### Short exercise
Swap "Target" for "Object" throughout the rows below and reproduce them with everything else unchanged.

[Data pulled from a collection]
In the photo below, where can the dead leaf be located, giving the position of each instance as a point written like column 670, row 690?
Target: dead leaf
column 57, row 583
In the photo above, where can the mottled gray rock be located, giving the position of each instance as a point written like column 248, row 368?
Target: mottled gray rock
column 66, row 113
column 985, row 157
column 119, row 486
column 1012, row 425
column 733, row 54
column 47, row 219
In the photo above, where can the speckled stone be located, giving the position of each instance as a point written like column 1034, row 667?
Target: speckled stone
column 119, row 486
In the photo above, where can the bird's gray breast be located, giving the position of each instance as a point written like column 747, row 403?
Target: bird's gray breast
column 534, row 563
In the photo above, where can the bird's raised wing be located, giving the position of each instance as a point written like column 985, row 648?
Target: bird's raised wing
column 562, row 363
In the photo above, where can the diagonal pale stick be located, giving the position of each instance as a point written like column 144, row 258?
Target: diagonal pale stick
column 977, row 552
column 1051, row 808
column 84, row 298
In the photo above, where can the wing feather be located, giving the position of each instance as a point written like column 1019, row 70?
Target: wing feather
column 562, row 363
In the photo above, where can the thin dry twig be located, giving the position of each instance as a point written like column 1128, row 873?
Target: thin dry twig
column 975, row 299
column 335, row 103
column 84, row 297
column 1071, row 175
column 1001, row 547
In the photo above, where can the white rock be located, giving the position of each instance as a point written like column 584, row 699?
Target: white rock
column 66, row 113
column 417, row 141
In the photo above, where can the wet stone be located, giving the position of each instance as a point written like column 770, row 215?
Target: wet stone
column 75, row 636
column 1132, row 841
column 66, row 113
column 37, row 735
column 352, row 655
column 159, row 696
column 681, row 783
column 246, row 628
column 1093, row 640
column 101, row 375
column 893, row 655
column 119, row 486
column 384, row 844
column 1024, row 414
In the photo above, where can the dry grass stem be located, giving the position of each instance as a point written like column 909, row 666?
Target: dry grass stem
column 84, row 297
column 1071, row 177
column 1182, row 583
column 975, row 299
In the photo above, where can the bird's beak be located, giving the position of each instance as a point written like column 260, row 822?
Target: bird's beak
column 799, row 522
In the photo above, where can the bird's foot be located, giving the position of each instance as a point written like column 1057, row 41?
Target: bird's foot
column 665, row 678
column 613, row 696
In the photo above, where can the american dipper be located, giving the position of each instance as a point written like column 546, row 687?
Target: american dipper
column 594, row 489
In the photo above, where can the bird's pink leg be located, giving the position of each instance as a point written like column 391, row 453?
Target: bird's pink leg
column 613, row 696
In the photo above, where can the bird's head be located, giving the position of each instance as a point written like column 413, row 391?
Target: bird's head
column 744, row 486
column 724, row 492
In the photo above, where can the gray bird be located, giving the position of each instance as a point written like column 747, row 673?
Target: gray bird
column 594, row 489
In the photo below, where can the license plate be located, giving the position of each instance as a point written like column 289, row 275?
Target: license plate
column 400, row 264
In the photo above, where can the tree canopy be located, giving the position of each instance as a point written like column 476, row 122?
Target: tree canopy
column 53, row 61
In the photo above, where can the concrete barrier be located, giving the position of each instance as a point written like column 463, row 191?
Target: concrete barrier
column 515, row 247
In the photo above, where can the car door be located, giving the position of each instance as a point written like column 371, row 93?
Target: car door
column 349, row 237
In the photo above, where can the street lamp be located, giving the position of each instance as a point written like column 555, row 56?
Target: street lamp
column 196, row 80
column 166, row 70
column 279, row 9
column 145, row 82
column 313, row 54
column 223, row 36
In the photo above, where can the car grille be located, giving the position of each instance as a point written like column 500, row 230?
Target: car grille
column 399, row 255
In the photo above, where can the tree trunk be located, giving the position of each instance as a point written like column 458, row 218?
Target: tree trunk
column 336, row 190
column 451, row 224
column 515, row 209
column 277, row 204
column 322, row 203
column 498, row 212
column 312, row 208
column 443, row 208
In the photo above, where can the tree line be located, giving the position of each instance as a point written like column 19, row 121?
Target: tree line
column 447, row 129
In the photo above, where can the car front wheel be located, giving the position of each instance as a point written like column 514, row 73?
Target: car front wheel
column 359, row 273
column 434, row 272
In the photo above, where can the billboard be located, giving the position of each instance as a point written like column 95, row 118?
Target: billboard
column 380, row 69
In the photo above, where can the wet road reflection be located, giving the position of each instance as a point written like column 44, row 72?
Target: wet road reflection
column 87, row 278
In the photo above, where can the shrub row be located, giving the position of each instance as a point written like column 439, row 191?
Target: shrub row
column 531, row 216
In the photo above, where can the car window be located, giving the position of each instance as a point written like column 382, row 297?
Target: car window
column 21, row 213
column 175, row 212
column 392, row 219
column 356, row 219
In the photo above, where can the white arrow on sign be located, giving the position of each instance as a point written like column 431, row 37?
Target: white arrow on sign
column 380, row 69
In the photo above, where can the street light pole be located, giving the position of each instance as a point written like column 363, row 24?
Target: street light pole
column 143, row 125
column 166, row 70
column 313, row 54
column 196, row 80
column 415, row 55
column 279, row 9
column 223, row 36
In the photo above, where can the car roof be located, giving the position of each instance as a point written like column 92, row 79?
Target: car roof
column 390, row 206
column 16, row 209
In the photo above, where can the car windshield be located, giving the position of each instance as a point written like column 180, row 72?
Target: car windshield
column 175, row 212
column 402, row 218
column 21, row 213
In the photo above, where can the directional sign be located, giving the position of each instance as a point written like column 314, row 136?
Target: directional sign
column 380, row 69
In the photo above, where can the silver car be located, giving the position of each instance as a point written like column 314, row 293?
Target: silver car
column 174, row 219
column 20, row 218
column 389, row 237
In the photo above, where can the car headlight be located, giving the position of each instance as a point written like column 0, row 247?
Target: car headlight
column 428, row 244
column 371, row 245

### Result for this exercise
In the photo below, where can the dead leaf be located, giving the position of each instance as a point written like column 670, row 690?
Object: dead leaf
column 57, row 583
In the photo above, where can the mottled gray rock be located, giving the position of each instance as a point written like column 248, row 368?
Object: mottled gray rock
column 66, row 113
column 985, row 157
column 119, row 486
column 1012, row 425
column 733, row 54
column 47, row 219
In the photo above, where can the speckled stone be located, giving the position of each instance as a point written like column 1034, row 667?
Object: speckled stone
column 119, row 486
In the photo above, where can the bird's gray breast be located, giving the position of each instance as a point written like column 747, row 403?
Object: bird's gray breast
column 534, row 563
In the photo above, where can the bird's raised wing be located, giving the position of each instance as a point written like column 985, row 648?
Object: bird's raised wing
column 562, row 363
In the photo above, where can the diagonal pale stick be located, giving the position of each instance as a point written like column 144, row 258?
Object: diagonal pale stick
column 977, row 552
column 1051, row 808
column 84, row 298
In the photo above, where can the wing feather be located, giving the position of each instance as a point written like column 1019, row 70?
Object: wing feather
column 562, row 363
In the photo above, where can the thin dry twig be located, giving the position of each instance as a point written like column 1128, row 873?
Object: thin dry twig
column 975, row 299
column 335, row 103
column 84, row 297
column 1071, row 175
column 1001, row 547
In the photo above, where can the white rock be located, giving the position of each instance as a point written like column 584, row 699?
Object: white rock
column 66, row 113
column 417, row 141
In the photo above, where can the wet stone be located, giving the position of each instance as a point written like column 770, row 215?
Object: wet stone
column 75, row 636
column 1132, row 841
column 66, row 113
column 37, row 735
column 352, row 655
column 159, row 696
column 681, row 783
column 246, row 628
column 1093, row 640
column 101, row 375
column 893, row 655
column 119, row 486
column 384, row 844
column 1024, row 414
In the photo above, where can the dry grass stem be located, giving the position of each instance as a point written like column 909, row 666?
Object: dry grass stem
column 84, row 297
column 1071, row 177
column 1182, row 583
column 975, row 299
In the photo above, where can the bird's beak be located, giving the position of each instance as a point written like column 260, row 822?
Object: bird's beak
column 799, row 522
In the photo above, where can the bird's foot be located, giving the position of each instance as a point written like column 1057, row 41?
Object: bird's foot
column 665, row 678
column 613, row 696
In the photo above, where can the american dipper be located, giving the position of each instance as a point written like column 546, row 687?
Object: american dipper
column 594, row 489
In the photo above, where can the bird's pink leg be located, giving the position of each instance as a point written like column 391, row 453?
Object: bird's pink leg
column 613, row 696
In the photo above, where can the bird's head be located, giving the position of each instance as a point written like column 413, row 391?
Object: bird's head
column 744, row 486
column 724, row 492
In the photo above, where can the gray bird be located, giving the position of each instance as a point written like column 747, row 673?
Object: gray bird
column 594, row 489
In the photo below, where can the license plate be located, giving the position of each instance as a point written like column 289, row 275?
Object: license plate
column 400, row 264
In the photo above, where can the tree canopy be located, giving the position of each instance as a point written like column 476, row 122?
Object: tree canopy
column 53, row 61
In the photo above, where can the concrete barrier be located, giving the position of each instance as a point written like column 463, row 191?
Object: concrete barrier
column 515, row 247
In the photo above, where can the car door be located, giving the position of each instance as a point written like column 371, row 93?
Object: car door
column 349, row 237
In the photo above, where can the street lamp be located, giving the position of each instance as a point written like column 555, row 56?
Object: street lamp
column 196, row 80
column 166, row 70
column 279, row 9
column 145, row 82
column 313, row 54
column 223, row 36
In the photo above, where can the car grille be located, giving the position of each instance as a point written like column 500, row 230?
Object: car grille
column 399, row 255
In the photo above, where can the tree trunk be located, giving the position of each instance as a point written like column 458, row 218?
Object: tree trunk
column 336, row 190
column 451, row 224
column 515, row 209
column 277, row 204
column 322, row 203
column 498, row 212
column 312, row 208
column 443, row 208
In the photo above, where can the tree line be located, giving the position of each instance as a point written like column 19, row 121?
Object: tree line
column 447, row 129
In the photo above, where can the car front wheel be located, giving the position of each instance as a point written like column 514, row 73?
Object: car front wheel
column 359, row 273
column 434, row 272
In the photo above, where can the billboard be located, giving the position of each instance as a point written like column 95, row 118?
Object: billboard
column 380, row 69
In the photo above, where can the wet road reflection be located, giving the position of each instance as a point written like column 44, row 72?
Object: wet road reflection
column 87, row 278
In the photo above, where can the shrub row be located, giving the position of each instance as a point written like column 439, row 191?
Object: shrub row
column 531, row 216
In the photo above, where can the car window be located, giving the position of each instance as a point written like column 382, row 297?
Object: car window
column 21, row 213
column 175, row 212
column 392, row 219
column 356, row 219
In the photo above, where can the white arrow on sign be located, giving the position of each instance as a point written like column 431, row 37?
Object: white arrow on sign
column 380, row 69
In the photo above, where can the street light pole be located, giving the position of each instance as a point written like column 363, row 24?
Object: street light pole
column 143, row 125
column 166, row 70
column 313, row 54
column 196, row 80
column 415, row 55
column 279, row 9
column 223, row 36
In the photo above, where can the car roof be located, giving the position of each instance as a point written like column 92, row 79?
Object: car roof
column 390, row 206
column 16, row 209
In the photo above, where can the car windshield be located, giving the position of each instance as a point written like column 180, row 72?
Object: car windshield
column 175, row 212
column 402, row 218
column 21, row 213
In the photo above, where can the directional sign be located, giving the position of each instance as a point written like column 314, row 136?
Object: directional sign
column 380, row 69
In the photo above, where can the silver car be located, giving the position of each instance as a point written like column 314, row 293?
Object: silver car
column 174, row 219
column 20, row 218
column 389, row 237
In the photo above, where can the car headlight be located, giving the position of each instance as a point written like column 0, row 247?
Object: car headlight
column 428, row 244
column 371, row 245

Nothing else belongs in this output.